WHAT THIS TASK INVOLVES> Would you print, word for word, only the lines running from the line with "[pin] woman's lips -- one per line" to the last line of the entries, without the pictures?

DATA FOR THIS TASK>
_____

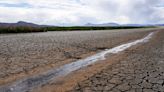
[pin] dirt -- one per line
(26, 54)
(141, 70)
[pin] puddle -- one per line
(35, 81)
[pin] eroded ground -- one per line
(142, 70)
(24, 55)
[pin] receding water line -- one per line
(27, 84)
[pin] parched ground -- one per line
(142, 70)
(23, 55)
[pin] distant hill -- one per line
(21, 24)
(103, 25)
(115, 25)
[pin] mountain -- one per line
(103, 25)
(20, 24)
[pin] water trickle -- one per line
(31, 82)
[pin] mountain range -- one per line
(27, 24)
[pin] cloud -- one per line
(79, 12)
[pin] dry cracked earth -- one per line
(142, 70)
(24, 55)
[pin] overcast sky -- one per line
(79, 12)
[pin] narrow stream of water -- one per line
(27, 84)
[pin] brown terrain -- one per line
(139, 68)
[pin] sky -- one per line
(80, 12)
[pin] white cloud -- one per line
(76, 12)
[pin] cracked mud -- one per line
(142, 70)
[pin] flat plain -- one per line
(24, 55)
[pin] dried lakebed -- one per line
(32, 82)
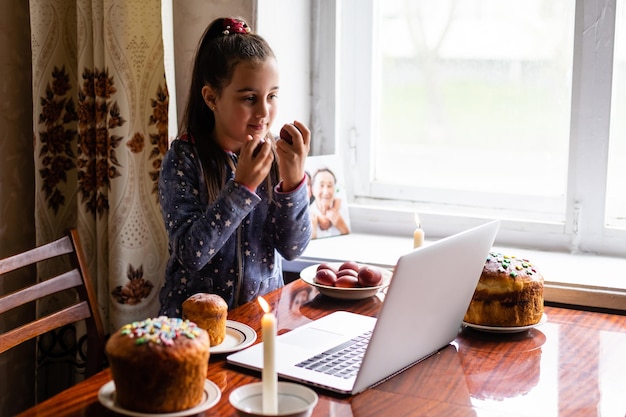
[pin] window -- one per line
(482, 108)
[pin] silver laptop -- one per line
(422, 312)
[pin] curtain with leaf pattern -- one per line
(100, 131)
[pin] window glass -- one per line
(475, 96)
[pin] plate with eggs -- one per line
(346, 280)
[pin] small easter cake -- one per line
(159, 365)
(509, 293)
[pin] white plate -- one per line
(212, 395)
(238, 336)
(501, 329)
(308, 276)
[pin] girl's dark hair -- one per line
(220, 50)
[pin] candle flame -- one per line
(264, 305)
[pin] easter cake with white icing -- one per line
(509, 293)
(159, 365)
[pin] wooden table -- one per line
(573, 365)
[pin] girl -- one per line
(234, 199)
(326, 207)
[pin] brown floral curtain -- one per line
(100, 131)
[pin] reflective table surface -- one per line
(572, 365)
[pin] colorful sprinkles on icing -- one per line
(510, 265)
(161, 330)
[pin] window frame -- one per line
(583, 228)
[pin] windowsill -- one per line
(582, 280)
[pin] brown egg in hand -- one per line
(285, 135)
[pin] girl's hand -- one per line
(255, 162)
(292, 157)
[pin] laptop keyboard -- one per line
(343, 360)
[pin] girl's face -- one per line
(248, 105)
(324, 187)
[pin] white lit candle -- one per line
(418, 234)
(270, 379)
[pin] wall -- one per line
(16, 189)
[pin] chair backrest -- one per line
(76, 278)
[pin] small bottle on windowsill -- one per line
(418, 234)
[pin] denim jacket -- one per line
(232, 247)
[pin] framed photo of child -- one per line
(328, 207)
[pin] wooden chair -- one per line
(77, 278)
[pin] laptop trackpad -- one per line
(312, 338)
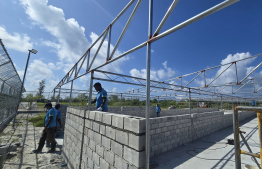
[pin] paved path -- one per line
(211, 152)
(29, 137)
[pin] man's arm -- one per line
(104, 102)
(93, 101)
(49, 121)
(59, 121)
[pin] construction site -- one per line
(205, 121)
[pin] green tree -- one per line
(41, 89)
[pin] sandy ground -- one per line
(28, 136)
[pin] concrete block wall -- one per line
(110, 140)
(173, 131)
(206, 123)
(73, 136)
(118, 141)
(228, 118)
(169, 132)
(173, 112)
(63, 110)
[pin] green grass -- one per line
(38, 121)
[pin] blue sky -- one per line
(62, 31)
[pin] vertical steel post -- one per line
(70, 99)
(236, 138)
(260, 135)
(236, 73)
(53, 99)
(109, 41)
(221, 101)
(121, 102)
(189, 95)
(88, 58)
(88, 109)
(90, 91)
(148, 61)
(59, 95)
(22, 87)
(232, 104)
(2, 86)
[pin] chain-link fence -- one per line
(10, 86)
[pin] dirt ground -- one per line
(28, 136)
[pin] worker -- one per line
(158, 110)
(48, 132)
(101, 98)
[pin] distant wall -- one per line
(110, 140)
(170, 132)
(113, 140)
(140, 111)
(63, 110)
(6, 116)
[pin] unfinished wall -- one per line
(118, 141)
(63, 110)
(170, 132)
(110, 140)
(173, 112)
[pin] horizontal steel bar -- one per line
(259, 109)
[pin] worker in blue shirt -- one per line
(101, 98)
(48, 132)
(58, 117)
(253, 103)
(158, 110)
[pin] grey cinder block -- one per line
(116, 148)
(109, 157)
(120, 163)
(106, 142)
(110, 132)
(122, 137)
(104, 164)
(100, 150)
(96, 158)
(107, 118)
(134, 157)
(135, 124)
(137, 142)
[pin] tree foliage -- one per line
(41, 89)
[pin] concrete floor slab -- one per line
(212, 151)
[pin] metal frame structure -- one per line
(10, 86)
(76, 69)
(237, 132)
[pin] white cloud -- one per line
(70, 43)
(142, 74)
(16, 41)
(37, 71)
(114, 90)
(229, 75)
(157, 75)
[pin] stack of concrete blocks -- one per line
(110, 140)
(6, 116)
(173, 112)
(173, 131)
(169, 132)
(242, 115)
(63, 109)
(118, 141)
(73, 135)
(206, 123)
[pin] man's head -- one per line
(57, 106)
(48, 105)
(97, 86)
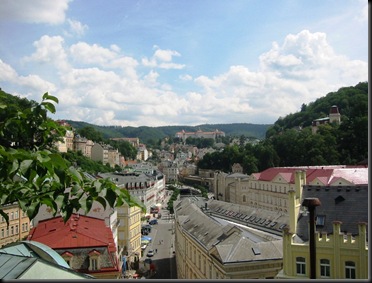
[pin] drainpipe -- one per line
(311, 203)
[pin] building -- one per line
(199, 134)
(148, 188)
(30, 260)
(84, 145)
(207, 247)
(341, 239)
(129, 235)
(334, 117)
(19, 225)
(133, 141)
(269, 189)
(105, 154)
(86, 243)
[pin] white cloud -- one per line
(102, 86)
(162, 59)
(30, 83)
(77, 27)
(35, 11)
(49, 50)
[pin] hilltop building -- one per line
(199, 134)
(334, 117)
(19, 225)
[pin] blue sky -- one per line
(184, 62)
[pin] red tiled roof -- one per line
(326, 174)
(79, 231)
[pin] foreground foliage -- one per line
(33, 173)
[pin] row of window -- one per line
(13, 215)
(325, 268)
(13, 230)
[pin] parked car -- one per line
(150, 253)
(153, 222)
(148, 260)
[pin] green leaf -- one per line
(25, 165)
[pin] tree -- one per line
(33, 174)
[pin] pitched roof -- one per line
(348, 204)
(24, 267)
(228, 242)
(357, 175)
(79, 231)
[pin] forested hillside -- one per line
(290, 141)
(149, 135)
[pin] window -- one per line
(93, 264)
(325, 268)
(350, 270)
(300, 266)
(320, 219)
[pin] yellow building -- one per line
(19, 225)
(207, 248)
(129, 234)
(341, 240)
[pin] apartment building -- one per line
(105, 154)
(341, 238)
(334, 117)
(86, 244)
(19, 225)
(84, 145)
(199, 134)
(269, 189)
(208, 247)
(149, 189)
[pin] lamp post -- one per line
(311, 203)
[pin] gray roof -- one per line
(263, 219)
(348, 204)
(228, 242)
(23, 267)
(34, 249)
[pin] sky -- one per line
(181, 62)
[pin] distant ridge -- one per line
(145, 133)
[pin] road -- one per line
(163, 240)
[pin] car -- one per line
(148, 260)
(153, 222)
(150, 253)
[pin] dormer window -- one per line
(67, 256)
(94, 260)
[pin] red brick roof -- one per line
(79, 231)
(328, 175)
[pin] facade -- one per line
(133, 141)
(86, 244)
(84, 145)
(209, 248)
(199, 134)
(334, 117)
(129, 235)
(67, 143)
(19, 225)
(269, 189)
(34, 260)
(341, 239)
(105, 154)
(149, 189)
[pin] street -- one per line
(163, 241)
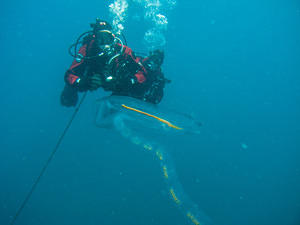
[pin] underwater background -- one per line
(234, 64)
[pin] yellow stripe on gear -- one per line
(155, 117)
(177, 201)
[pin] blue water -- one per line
(234, 64)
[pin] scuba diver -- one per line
(104, 61)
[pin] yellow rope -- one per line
(155, 117)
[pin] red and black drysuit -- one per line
(128, 75)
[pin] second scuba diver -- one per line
(104, 61)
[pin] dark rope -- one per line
(48, 161)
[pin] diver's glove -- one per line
(91, 83)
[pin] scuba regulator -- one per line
(105, 41)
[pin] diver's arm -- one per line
(76, 71)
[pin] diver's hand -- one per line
(94, 82)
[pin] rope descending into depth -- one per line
(47, 162)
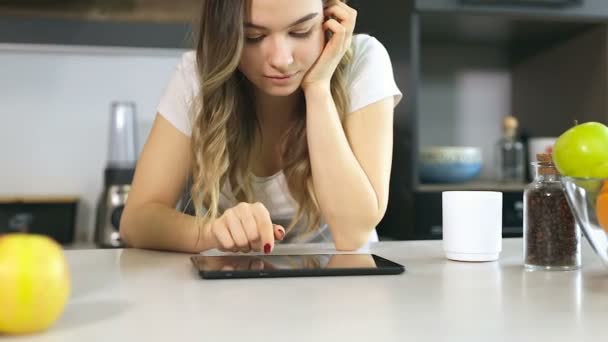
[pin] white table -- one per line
(137, 295)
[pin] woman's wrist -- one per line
(204, 240)
(317, 90)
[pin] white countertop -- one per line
(137, 295)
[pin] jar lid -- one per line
(545, 164)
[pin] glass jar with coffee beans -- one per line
(552, 239)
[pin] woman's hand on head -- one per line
(341, 24)
(246, 227)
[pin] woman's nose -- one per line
(280, 55)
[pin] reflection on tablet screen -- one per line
(273, 262)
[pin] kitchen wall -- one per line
(465, 91)
(54, 113)
(55, 109)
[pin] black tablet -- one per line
(312, 265)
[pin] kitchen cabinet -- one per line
(553, 9)
(545, 65)
(129, 23)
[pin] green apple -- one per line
(582, 151)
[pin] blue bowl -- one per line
(449, 164)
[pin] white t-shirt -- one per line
(369, 79)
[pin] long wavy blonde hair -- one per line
(224, 125)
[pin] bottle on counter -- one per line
(552, 239)
(510, 153)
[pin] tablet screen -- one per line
(293, 263)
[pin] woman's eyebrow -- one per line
(299, 21)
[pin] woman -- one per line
(281, 121)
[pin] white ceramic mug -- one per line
(472, 225)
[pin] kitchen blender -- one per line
(118, 174)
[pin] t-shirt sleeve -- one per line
(371, 77)
(176, 101)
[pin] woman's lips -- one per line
(280, 79)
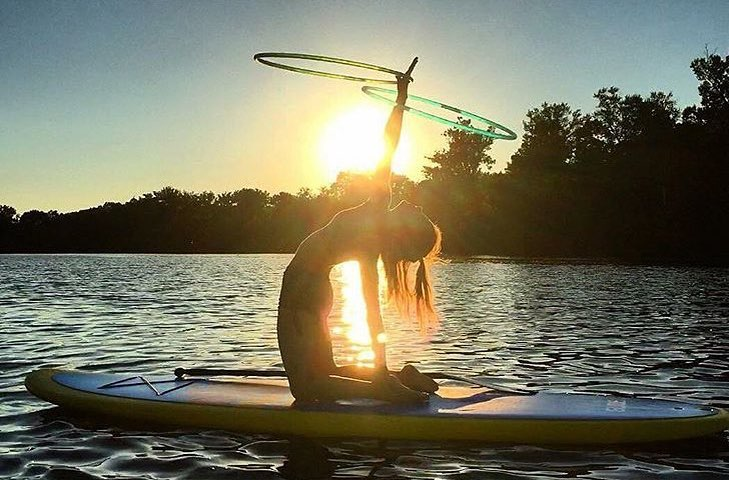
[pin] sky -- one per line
(104, 101)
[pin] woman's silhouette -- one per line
(400, 236)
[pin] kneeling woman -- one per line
(400, 236)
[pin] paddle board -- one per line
(455, 413)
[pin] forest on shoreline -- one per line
(636, 179)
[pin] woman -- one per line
(365, 233)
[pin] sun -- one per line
(353, 142)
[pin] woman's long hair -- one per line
(418, 297)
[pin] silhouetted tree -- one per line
(465, 155)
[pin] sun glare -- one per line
(354, 142)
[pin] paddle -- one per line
(213, 372)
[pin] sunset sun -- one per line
(353, 141)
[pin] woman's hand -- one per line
(403, 81)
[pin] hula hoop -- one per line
(375, 92)
(264, 56)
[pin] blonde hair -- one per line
(420, 296)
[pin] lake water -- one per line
(650, 331)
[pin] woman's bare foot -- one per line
(394, 391)
(412, 378)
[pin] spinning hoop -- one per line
(264, 56)
(375, 92)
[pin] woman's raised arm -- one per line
(382, 191)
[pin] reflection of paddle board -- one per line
(456, 413)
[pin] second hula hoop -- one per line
(265, 57)
(504, 134)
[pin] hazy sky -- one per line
(102, 101)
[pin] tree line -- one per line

_____

RESPONSE AREA>
[pin] woman's lips -- one per line
(280, 79)
[pin] sky -- one per line
(104, 101)
[pin] woman's silhouette -- one per line
(400, 236)
[pin] kneeling woman -- one per line
(400, 236)
[pin] paddle board -- one per line
(455, 413)
[pin] forest on shoreline -- one per line
(636, 179)
[pin] woman -- one per line
(365, 233)
[pin] sun -- one per line
(353, 142)
[pin] woman's long hair -- one per line
(418, 297)
[pin] silhouetted tree -- one per line
(465, 155)
[pin] sun glare -- one per line
(354, 142)
[pin] paddle -- one per line
(213, 372)
[pin] sunset sun -- one per line
(353, 141)
[pin] woman's hand -- one per line
(403, 81)
[pin] hula hoop -- one per line
(375, 92)
(264, 56)
[pin] blonde hair -- one per line
(420, 296)
[pin] lake water -- one per line
(650, 331)
[pin] woman's bare foot -- one per line
(394, 391)
(412, 378)
[pin] spinning hoop -- one per line
(264, 56)
(375, 92)
[pin] woman's raised arm -- one per line
(382, 191)
[pin] reflection of paddle board -- one per line
(456, 413)
[pin] second hula hoop -- one per line
(265, 57)
(504, 134)
[pin] hazy sky -- one per line
(102, 101)
[pin] tree line -- one per line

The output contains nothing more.